§ **Selected text**:
[Start of section]

What caught my eye this week.

Everyone knows that meetings are the bane of office life. The only people who love them are the genetically bossy, the work-shy, or the lovelorn office junior who has a crush on an attendee from another department.

Anyone who gets paid to produce some kind of measurable output resents being pulled away from getting on with it. Especially when they’re being pulled away by those whose job amounts to telling them to get on with it.

Meanwhile actual bosses with actual power prefer to be somewhere else making actual decisions. Or at least enjoying a business lunch.

At best meetings are a necessary evil. At worst they’re scaffolding that helps to enable the nonsense and doublespeak that pervades modern corporations.

Presetting the agenda

The most dreadful meeting I ever sat though turned into one of those soul-destroying Kakfa-esque Hall of Mirrors.

It was worse because I liked this employer and I was early enough into the job to still believe the guff.

[End of section]

§ **Data extract**:
[Start of section]

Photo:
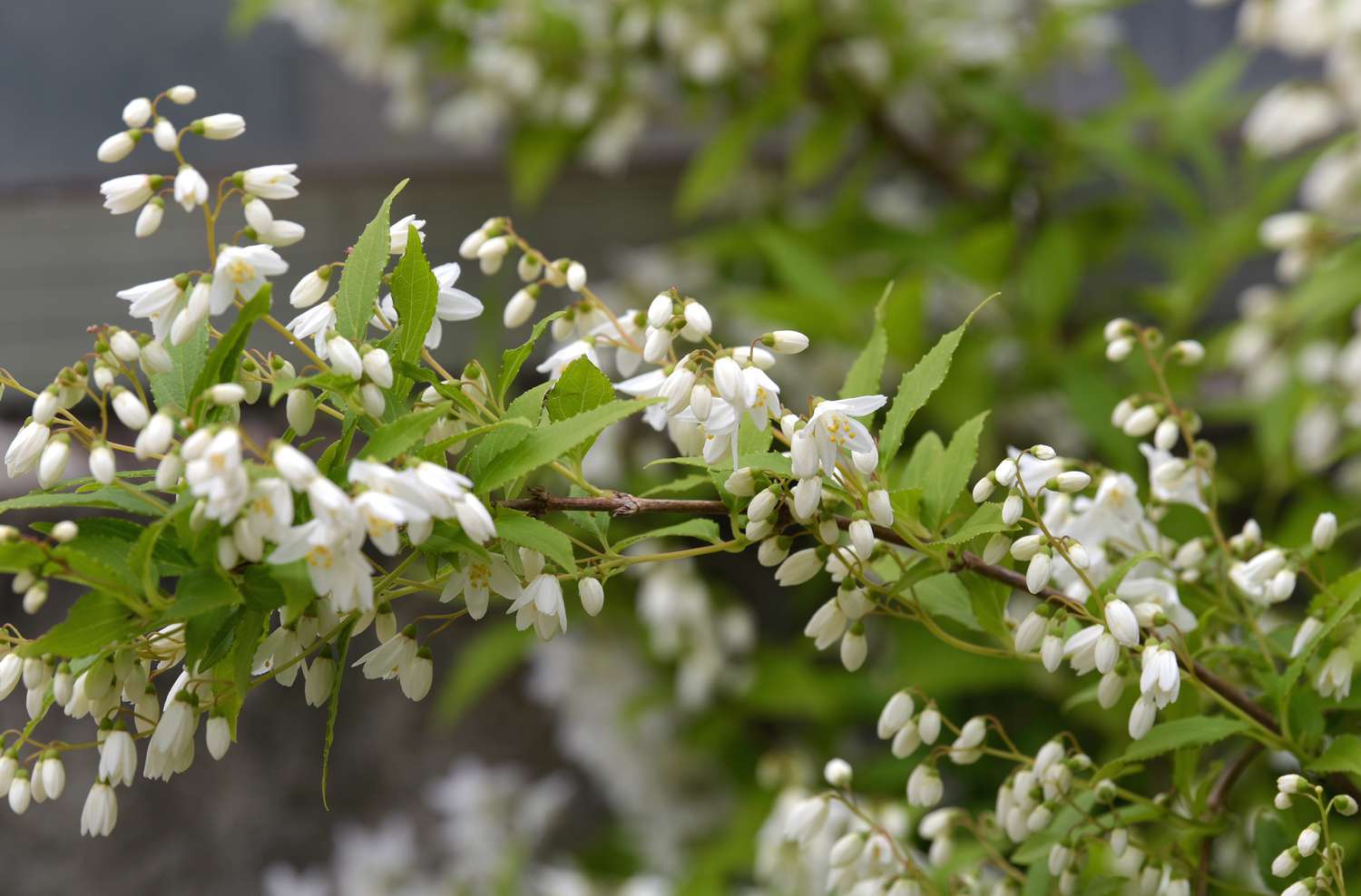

[End of section]

§ **Problem description**:
Copy out the passage about office meetings from "What caught my" to "a business lunch.".

§ **Expected output**:
What caught my eye this week.

Everyone knows that meetings are the bane of office life. The only people who love them are the genetically bossy, the work-shy, or the lovelorn office junior who has a crush on an attendee from another department.

Anyone who gets paid to produce some kind of measurable output resents being pulled away from getting on with it. Especially when they’re being pulled away by those whose job amounts to telling them to get on with it.

Meanwhile actual bosses with actual power prefer to be somewhere else making actual decisions. Or at least enjoying a business lunch.